BUSY: Ernie Pagotto from Lismore Automatic Car Wash was kept on his toes yesterday after Wednesday’s dust storms.
BUSY: Ernie Pagotto from Lismore Automatic Car Wash was kept on his toes yesterday after Wednesday’s dust storms. Jacklyn Wagner

Dust storm helps business

IT'S an ill wind that blows no one any good, and while Wednesday's dust storm brought inconvenience to most people, it meant brisk business for some.

Carwashes on the North Coast were flat out yesterday as drivers got rid of the fine grit covering their vehicles. In Lismore, the scrub-up was a priority as punters made sure their cars were in schmick nick for Cup day.

“I haven't stopped all morning,” said Ernie Pagotto, who works at Lismore Automatic Car Wash. “Every time I look up there's another one coming in.”

• [WORK INSTRUCTIONS]
In the dust storm text, where does Ernie Pagotto work?

• [DATA FOR ANALYSIS]
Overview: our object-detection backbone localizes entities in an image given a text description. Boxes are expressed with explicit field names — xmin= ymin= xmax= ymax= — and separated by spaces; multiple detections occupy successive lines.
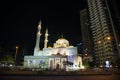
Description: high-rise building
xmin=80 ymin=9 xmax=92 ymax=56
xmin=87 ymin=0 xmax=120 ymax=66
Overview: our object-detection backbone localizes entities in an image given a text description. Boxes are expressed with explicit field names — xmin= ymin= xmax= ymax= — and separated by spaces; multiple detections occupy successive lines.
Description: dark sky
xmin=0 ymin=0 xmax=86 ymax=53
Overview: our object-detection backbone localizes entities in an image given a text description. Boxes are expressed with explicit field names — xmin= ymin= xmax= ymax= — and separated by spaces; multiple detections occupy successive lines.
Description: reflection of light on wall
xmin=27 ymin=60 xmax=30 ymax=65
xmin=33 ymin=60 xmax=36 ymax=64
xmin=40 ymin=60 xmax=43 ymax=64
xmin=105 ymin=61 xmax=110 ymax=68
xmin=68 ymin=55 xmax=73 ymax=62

--

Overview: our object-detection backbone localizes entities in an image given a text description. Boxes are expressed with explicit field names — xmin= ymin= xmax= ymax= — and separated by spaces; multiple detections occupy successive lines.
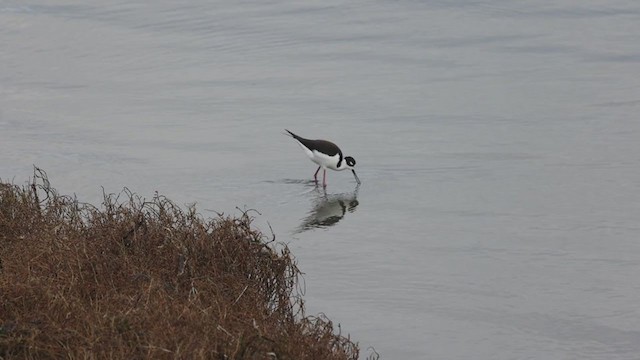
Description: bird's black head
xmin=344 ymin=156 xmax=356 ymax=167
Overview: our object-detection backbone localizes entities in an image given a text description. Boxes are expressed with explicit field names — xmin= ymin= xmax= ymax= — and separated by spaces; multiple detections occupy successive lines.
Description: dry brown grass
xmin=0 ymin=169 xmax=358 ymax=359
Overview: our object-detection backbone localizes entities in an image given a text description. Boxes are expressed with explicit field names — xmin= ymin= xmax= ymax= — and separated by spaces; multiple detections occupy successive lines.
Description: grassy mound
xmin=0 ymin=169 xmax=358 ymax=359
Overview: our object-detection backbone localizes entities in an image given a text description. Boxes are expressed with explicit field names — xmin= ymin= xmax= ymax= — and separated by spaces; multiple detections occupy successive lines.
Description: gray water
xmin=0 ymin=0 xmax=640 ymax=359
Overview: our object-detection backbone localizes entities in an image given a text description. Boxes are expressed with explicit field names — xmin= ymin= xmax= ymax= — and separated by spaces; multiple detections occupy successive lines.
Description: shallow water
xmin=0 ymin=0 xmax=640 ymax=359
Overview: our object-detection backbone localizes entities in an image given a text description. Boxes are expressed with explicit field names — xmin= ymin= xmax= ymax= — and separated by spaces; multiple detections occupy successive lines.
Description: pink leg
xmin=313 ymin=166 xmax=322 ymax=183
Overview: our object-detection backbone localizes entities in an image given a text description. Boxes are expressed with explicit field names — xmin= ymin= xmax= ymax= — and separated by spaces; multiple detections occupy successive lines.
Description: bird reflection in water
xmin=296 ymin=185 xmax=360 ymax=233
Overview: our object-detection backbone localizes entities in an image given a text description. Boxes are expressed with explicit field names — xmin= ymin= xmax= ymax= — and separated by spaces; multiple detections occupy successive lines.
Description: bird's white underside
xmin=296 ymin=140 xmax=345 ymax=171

• [ANSWER BOX]
Lismore Automatic Car Wash